- Required actions -
1. In the yen forecast text, by how many basis points is the Fed about to raise rates?
2. Translate this sentence from the yen forecast text into Spanish: "The weakening of the yen against the US dollar is beneficial for both the Bank of Japan and the Fed."
3. Carry on the yen forecast text from the point where it stops.

- Extracted text -
<<<<

Divergence in monetary policy and strong demand for commodities supported USDJPY bulls. While the Bank of Japan does not intend to change anything, the Fed is about to raise rates by 50 basis points. Let us discuss the Forex outlook and make up a trading plan.
Monthly yen fundamental forecast
Who will benefit from this? By answering this question, traders will understand why the exchange rate is falling or rising. The weakening of the yen against the US dollar is beneficial for both the Bank of Japan and the Fed. The Japanese regulator may finally achieve the inflation target of 2%, while the US reserve system can slow down consumer prices from the current high of 8.5%. If so, USDJPY bulls are unlikely to stop at level 130. They want to reach 135.
If, after the rise of the greenback against the yen by 11% since the beginning of the year, the central banks will benefit the most, this will make the JPY the main G10 outsider. As a result, the government will suffer first of all. The ratings of the current government are declining amid falling real incomes of the population, so the statement of the Ministry of Finance about intervening in the Forex activity looks logical. However, investors have already heard enough of officials’ statements and almost do not react to them.

>>>>

- The data -
<<<<

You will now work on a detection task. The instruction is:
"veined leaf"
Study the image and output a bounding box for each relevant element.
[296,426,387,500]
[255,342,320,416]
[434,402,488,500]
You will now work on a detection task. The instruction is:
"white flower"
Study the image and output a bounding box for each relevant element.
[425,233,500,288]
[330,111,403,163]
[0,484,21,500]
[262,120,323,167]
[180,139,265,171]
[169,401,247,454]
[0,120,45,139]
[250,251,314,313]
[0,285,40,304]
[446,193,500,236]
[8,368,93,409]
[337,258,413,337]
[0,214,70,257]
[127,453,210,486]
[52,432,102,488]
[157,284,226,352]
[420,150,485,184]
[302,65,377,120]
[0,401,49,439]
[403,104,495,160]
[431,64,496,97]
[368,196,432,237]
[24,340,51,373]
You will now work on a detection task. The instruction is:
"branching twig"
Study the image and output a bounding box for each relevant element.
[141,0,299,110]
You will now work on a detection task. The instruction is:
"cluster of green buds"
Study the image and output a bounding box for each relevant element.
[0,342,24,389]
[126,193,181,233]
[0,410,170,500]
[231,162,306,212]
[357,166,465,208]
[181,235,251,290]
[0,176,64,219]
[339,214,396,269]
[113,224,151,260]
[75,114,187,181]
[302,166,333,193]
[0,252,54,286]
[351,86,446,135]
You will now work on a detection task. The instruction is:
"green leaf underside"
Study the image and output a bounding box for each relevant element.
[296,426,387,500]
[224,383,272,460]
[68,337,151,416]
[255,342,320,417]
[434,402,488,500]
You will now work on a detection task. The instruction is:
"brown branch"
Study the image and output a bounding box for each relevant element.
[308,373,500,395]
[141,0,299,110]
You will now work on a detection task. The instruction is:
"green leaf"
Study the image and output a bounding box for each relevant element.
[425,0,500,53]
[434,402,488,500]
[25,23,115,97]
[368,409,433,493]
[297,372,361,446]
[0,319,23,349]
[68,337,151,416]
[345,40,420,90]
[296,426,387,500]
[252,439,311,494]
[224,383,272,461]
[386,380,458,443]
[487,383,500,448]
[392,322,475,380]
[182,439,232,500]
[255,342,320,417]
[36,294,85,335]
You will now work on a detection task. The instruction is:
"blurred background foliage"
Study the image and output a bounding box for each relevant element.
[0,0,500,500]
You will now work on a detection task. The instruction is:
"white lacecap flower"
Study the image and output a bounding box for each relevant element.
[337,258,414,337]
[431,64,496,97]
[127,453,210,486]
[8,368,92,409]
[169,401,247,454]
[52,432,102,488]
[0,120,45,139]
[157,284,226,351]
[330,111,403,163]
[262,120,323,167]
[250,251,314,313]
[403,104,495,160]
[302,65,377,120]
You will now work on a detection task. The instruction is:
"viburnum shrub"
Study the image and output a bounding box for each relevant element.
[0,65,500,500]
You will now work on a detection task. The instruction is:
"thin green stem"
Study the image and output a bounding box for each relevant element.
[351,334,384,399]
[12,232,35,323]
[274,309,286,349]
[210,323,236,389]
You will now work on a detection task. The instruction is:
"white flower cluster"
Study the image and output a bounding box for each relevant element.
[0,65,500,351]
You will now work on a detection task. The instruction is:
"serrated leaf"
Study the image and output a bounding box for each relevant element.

>>>>

- Results for the exercise -
1. 50 basis points.

2. El debilitamiento del yen frente al dólar estadounidense es beneficioso tanto para el Banco de Japón como para la Fed.

3.
What can Prime Minister Fumio Kishida do in this situation? Should he replace Haruhiko Kuroda, whose term ends in 2023, with a hawk or resort to foreign exchange intervention? The authorities interfered in Forex activity in 1998 during the Asian crisis, which pushed the USDJPY to ¥146. When the pair was ¥135 in 2022, there were no interventions. 81% of Bloomberg experts do not expect them to occur now. At the same time, 40% of respondents said that the USDJPY at ¥130 is beneficial for the Japanese economy, while 24% believe this is not the case. The chances of currency intervention before the FOMC meeting, at which the federal funds rate could rise by 50 and even by 75 basis points, are practically zero. At the same time, failures will leave the Ministry of Finance with no other means of influencing the market.
Government problems do not seem to concern the Bank of Japan. At its last meeting, Haruhiko Kuroda said that while the Fed and the ECB are moving towards tightening monetary policy, Japan’s economy is still recovering from the pandemic, which requires monetary stimulus. The difference contributes to expanding the bond yield gap and the USDJPY rally.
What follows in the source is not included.